**WHAT YOU WILL DO:**
Write out the listing below word for word, with no changes.

+++++

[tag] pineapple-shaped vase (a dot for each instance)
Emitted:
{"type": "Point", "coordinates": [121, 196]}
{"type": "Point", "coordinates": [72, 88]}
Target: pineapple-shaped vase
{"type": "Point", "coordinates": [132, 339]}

+++++

**RESPONSE TO THIS TASK:**
[tag] pineapple-shaped vase (a dot for each instance)
Emitted:
{"type": "Point", "coordinates": [121, 196]}
{"type": "Point", "coordinates": [72, 88]}
Target: pineapple-shaped vase
{"type": "Point", "coordinates": [132, 339]}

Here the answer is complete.